* [DIRECTIONS] Copy the listing below in full, exactly as given.
#####
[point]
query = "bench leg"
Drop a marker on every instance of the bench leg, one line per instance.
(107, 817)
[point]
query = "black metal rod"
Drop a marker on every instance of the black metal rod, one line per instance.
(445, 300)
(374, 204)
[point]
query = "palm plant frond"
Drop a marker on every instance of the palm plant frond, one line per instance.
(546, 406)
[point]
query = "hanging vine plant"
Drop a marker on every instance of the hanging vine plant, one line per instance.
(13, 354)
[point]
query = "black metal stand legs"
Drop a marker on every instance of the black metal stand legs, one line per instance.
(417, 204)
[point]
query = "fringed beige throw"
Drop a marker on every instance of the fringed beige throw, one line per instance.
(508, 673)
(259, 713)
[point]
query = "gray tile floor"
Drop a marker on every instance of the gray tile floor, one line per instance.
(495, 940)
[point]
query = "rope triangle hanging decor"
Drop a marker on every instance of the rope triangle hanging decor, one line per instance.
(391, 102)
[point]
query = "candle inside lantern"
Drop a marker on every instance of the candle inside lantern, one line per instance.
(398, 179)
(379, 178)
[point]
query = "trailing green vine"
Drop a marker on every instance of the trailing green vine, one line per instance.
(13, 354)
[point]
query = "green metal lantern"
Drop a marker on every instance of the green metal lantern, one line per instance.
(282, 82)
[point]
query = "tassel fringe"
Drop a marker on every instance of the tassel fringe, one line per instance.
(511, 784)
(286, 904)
#####
* [RESPONSE AREA]
[point]
query = "bench leg"
Drop a marker on every instance of the bench leg, one line per instance.
(107, 817)
[point]
query = "black metal rod"
Drop a marker on every instance of the black metal rod, one line per instance.
(445, 300)
(374, 204)
[point]
query = "palm plant frond"
Drop a marker on every instance of the palm plant frond, one line per instance.
(546, 406)
[point]
query = "hanging vine plant"
Drop a marker on every instance of the hanging vine plant, one line per instance.
(13, 354)
[point]
query = "black metal stand legs"
Drop a marker on every instance of the black metal stand legs, one line per instance.
(417, 204)
[point]
query = "fringed beige throw"
Drop a marker on every instance of the fringed beige throw, one line per instance.
(508, 673)
(259, 713)
[point]
query = "gray tile floor"
Drop a marker on every instance of the gray tile floor, one line per instance.
(495, 940)
[point]
query = "rope triangle hanging decor"
Drop a marker on every instance of the rope triangle hanging decor, one line per instance.
(391, 102)
[point]
query = "candle inside lantern"
Drop a marker on every instance of the candle inside lantern, one line per instance.
(398, 179)
(379, 178)
[point]
query = "trailing green vine"
Drop a marker on every instance of the trailing green vine, one line per instance.
(13, 354)
[point]
query = "green metal lantern"
Drop a marker on every instance of the green metal lantern, one line per instance.
(282, 82)
[point]
query = "tassel fringe"
Drop a marker on every instance of the tassel fringe, one line per instance.
(511, 784)
(286, 904)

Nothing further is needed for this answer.